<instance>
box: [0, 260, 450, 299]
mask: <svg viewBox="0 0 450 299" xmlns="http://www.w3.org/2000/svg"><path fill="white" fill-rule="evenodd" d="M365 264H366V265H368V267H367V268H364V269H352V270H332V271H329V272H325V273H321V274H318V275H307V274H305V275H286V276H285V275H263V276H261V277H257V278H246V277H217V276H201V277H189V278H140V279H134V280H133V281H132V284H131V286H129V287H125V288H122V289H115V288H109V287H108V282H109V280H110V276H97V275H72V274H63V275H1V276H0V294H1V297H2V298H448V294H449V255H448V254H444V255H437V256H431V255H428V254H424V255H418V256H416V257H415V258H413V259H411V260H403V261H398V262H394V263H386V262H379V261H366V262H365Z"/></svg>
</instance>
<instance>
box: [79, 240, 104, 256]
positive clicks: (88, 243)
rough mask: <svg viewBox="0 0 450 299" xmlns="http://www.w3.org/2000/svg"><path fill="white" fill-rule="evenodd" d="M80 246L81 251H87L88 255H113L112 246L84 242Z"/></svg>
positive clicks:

----------------------------------------

• ABOUT THIS TASK: Look through the material and copy each line that has "clicks".

• ANSWER SECTION:
positive clicks: (88, 243)
positive clicks:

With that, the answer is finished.